If an entry holds a picture, leave the picture out and output everything else exactly.

→ AVAILABLE RECORDS:
/---

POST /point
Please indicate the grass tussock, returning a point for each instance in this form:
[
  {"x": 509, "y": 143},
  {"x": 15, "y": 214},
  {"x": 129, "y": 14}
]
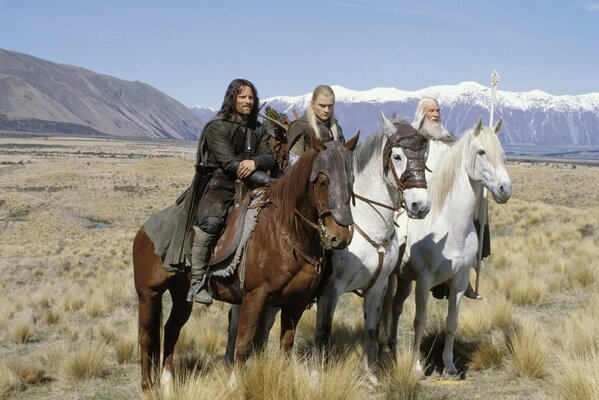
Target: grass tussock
[
  {"x": 528, "y": 349},
  {"x": 576, "y": 379},
  {"x": 280, "y": 376},
  {"x": 28, "y": 373},
  {"x": 126, "y": 349},
  {"x": 20, "y": 330},
  {"x": 9, "y": 382},
  {"x": 85, "y": 362},
  {"x": 489, "y": 353},
  {"x": 482, "y": 317},
  {"x": 580, "y": 336},
  {"x": 401, "y": 381}
]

\---

→ EXPECTED ANSWER:
POST /point
Please indicate the grass tussock, returning a point for each instance in this form:
[
  {"x": 509, "y": 143},
  {"x": 15, "y": 214},
  {"x": 129, "y": 14}
]
Target: grass tussock
[
  {"x": 528, "y": 349},
  {"x": 576, "y": 379},
  {"x": 280, "y": 376},
  {"x": 28, "y": 373},
  {"x": 126, "y": 349},
  {"x": 20, "y": 330},
  {"x": 9, "y": 382},
  {"x": 85, "y": 362},
  {"x": 489, "y": 353},
  {"x": 482, "y": 317},
  {"x": 580, "y": 336},
  {"x": 401, "y": 381}
]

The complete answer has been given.